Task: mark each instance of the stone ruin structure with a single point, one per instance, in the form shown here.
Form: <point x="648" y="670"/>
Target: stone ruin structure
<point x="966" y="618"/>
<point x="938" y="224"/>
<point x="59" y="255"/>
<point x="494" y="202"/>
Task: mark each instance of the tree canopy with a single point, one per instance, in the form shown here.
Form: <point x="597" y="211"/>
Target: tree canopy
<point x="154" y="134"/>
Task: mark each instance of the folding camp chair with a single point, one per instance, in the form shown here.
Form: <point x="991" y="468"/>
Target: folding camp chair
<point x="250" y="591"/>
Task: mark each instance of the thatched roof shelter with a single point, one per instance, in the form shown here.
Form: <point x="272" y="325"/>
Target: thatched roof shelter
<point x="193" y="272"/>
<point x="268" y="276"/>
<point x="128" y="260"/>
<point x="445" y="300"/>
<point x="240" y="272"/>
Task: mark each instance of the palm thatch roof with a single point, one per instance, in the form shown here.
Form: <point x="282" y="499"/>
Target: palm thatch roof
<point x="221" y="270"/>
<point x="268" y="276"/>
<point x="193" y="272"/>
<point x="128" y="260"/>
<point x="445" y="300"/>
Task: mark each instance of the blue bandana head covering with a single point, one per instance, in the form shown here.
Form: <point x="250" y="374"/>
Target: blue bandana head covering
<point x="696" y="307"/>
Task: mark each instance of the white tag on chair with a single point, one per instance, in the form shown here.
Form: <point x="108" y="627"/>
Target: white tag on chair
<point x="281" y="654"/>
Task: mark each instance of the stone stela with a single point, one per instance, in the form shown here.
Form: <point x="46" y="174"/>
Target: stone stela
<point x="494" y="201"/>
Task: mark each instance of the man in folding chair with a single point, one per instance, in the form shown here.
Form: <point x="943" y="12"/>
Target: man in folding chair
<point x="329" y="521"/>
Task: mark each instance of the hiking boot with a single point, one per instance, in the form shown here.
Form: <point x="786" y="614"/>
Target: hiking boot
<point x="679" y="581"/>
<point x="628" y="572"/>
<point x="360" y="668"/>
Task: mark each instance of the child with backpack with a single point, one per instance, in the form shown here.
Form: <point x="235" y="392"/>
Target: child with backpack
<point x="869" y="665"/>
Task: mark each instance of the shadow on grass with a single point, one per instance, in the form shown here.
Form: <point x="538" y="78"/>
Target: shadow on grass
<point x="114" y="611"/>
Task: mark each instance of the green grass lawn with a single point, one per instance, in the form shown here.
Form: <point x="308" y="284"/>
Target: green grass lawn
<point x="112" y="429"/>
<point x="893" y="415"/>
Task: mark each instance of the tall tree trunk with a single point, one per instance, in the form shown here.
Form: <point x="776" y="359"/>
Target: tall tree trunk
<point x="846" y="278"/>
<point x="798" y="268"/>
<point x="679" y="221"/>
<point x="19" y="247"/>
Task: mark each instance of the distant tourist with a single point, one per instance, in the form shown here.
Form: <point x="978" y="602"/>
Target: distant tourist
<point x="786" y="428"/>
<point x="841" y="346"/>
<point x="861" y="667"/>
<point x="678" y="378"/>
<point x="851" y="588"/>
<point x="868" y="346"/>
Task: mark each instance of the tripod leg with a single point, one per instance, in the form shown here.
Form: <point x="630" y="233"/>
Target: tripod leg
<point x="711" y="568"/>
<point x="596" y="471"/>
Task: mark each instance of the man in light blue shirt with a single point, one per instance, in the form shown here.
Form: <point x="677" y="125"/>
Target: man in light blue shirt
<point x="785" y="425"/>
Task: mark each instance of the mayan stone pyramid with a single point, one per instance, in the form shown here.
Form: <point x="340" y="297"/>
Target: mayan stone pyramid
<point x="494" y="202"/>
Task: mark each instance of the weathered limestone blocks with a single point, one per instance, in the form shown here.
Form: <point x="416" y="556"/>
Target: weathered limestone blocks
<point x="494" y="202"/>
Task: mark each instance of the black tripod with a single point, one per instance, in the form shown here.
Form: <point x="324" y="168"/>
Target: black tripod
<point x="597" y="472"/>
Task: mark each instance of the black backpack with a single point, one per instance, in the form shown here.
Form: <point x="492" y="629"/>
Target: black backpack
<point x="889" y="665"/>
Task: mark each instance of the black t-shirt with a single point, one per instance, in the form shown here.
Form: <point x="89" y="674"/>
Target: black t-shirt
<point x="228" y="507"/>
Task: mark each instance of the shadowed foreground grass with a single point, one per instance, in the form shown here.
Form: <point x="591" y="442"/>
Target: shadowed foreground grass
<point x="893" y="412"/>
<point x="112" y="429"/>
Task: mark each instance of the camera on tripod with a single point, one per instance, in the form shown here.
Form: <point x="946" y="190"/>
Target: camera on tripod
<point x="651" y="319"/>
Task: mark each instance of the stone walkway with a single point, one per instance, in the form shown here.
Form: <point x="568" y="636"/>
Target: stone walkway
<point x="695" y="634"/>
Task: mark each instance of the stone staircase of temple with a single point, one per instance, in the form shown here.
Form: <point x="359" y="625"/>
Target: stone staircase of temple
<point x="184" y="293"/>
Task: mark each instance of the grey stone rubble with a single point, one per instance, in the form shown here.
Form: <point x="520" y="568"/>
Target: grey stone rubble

* **Exercise prompt**
Your task is to find every line above containing the word "grey" and copy it.

* **Response**
Task: mark each instance of the grey stone rubble with a single point, one per instance, in the form shown here.
Target: grey stone rubble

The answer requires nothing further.